▶ **READING TEXT**:
========================================
Love 'em both. My old Pa had an HK Brougham 307, turquoise with black roof, always loved that car. Unfortunately,he sold it in '71.
I didn’t mean you warm up your car and take it for a drive around the block when talking of a short trip, I meant 50 odd miles or so as I don’t consider 10 is even enough to get residual heat well and truly soaked into everything.
A long trip to me is anything over a hundred miles plus like having a day out with the car and I don’t recommend it as being the best way if you are only going to do it a couple of times a year.
Driving it regularly like every few weeks is your best bet or be prepared to pay for deterioration.
I live by the ocean which also introduces a lot of problems as everything metal around my home inside the garage and out has rust over it.
The chrome bumpers on my XY after just a year of neglect are covered with surface rush that won’t polish out and will need to be re-plated and much of the bright work trim will require a machine polish.
========================================
▶ **SHORT EXERCISE**:
Reproduce the passage of the post about driving and caring for old cars, starting with "I didn’t mean" and going on through "pay for deterioration.".

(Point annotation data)
========================================
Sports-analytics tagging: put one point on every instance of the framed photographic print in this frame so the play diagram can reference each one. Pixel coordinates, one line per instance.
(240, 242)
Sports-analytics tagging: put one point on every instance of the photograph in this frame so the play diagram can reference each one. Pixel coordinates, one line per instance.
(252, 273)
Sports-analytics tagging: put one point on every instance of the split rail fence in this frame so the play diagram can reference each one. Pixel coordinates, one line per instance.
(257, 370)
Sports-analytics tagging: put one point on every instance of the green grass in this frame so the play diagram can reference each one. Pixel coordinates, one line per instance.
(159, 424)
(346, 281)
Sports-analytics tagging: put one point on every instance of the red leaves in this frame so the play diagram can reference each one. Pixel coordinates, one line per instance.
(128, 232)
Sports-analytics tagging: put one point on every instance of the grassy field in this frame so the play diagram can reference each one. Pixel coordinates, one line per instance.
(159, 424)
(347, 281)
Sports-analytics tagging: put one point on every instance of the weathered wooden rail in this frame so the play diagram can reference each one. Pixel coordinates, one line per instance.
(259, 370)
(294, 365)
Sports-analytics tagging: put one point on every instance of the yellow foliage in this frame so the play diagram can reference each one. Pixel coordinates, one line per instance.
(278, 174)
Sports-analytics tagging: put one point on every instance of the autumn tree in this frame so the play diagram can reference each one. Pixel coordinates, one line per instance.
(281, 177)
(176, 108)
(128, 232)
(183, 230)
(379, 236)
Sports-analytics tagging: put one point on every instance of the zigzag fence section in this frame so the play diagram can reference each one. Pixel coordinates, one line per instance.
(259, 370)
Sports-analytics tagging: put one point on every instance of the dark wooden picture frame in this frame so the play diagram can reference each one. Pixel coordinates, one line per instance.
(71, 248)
========================================
▶ **EXPECTED ANSWER**:
I didn’t mean you warm up your car and take it for a drive around the block when talking of a short trip, I meant 50 odd miles or so as I don’t consider 10 is even enough to get residual heat well and truly soaked into everything.
A long trip to me is anything over a hundred miles plus like having a day out with the car and I don’t recommend it as being the best way if you are only going to do it a couple of times a year.
Driving it regularly like every few weeks is your best bet or be prepared to pay for deterioration.